▸ **PROVIDED TEXT**:

Today’s reflections are about those subtle but defining moments. Moments that gently, or not so gently, pushed me from cluelessness to consciousness. So, if you are ready to continue this journey, let’s dive into the next entries together.

Over the past week, I have been trying to spark deeper, more thought-provoking conversations through Instagram polls. I asked what people believe creates real change around bias and understanding. One follower, who will remain unnamed, offered a perspective that has been sitting with me. They reminded me that without moving past surface-level representations, we cannot get to the heart of honest conversations, education, or real accountability.

It is a simple point, but one that feels easy to overlook. How do we push beyond just appearances to create space for honest dialogue? And I am still sitting with that question. Honestly, I would love to hear more perspectives from others too. Sometimes it is the quiet insights from unexpected places that shift your thinking the most.

▸ **REQUIRED TASKS**:
1 > Could you shorten the paragraph beginning "Over the past week" in the reflections text on bias and understanding, keeping its main facts?
2 > Can you carry the reflections text on bias and understanding forward from where it stops?

▸ **INFORMATION SUPPLIED**:
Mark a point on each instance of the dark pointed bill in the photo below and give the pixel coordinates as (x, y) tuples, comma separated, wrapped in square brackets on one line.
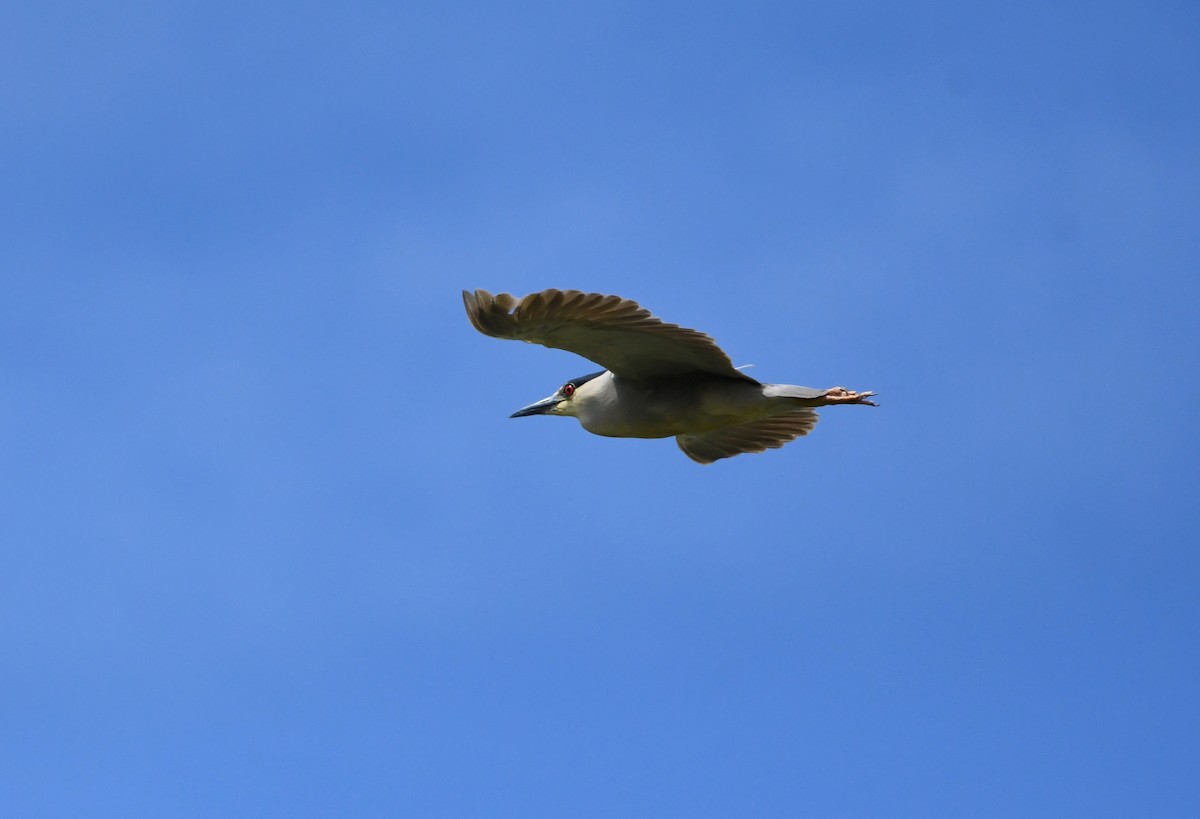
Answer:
[(538, 407)]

▸ **WRITTEN RESPONSES**:
1 > This past week, I used Instagram polls to ask what creates real change around bias and understanding. One follower, who stays unnamed, gave an answer that has stuck with me: without moving past surface-level representations, we cannot reach honest conversations, education, or real accountability.

2 >
Personally, I think the most powerful learning happens through our own experiences. Except when that is not possible, listening to someone else’s story is the next closest thing. There is something about personal stories that cut through theory and make things real. But I have also come to realize… that it is not always possible. Sometimes people are not ready or willing to share. Sometimes they do not feel like they have something to add. Or maybe they are just too tired to explain themselves yet again.

In these moments, I have learned it is okay to look elsewhere from books, interviews, podcasts. Sometimes learning has to come from listening at a distance. What matters is keeping yourself open to understanding, however that understanding finds you.

Before we dive in, take a second to think about your own answer: what has helped shape how you see the world? Your own experiences? Stories from others? Or something else entirely?

And if you are just joining us, this post continues from my Past, Present, & Future series, where I have been revisiting old journal entries from my college Racial and Ethnic Relations class. In other words, a project that quietly started shifting my perspective years ago. If you missed the earlier posts, you can catch up here and here.

Just a quick reminder as we move forward: while these journal entries include real observations and conversations, I will always protect people’s privacy. This means no names, dates, or identifying details will ever be shared.

In each post, I am not just sharing what I noticed back then, but also how I see those same moments now, and where I hope we are all headed.

So if you are ready, let’s pick up right where we left off last time.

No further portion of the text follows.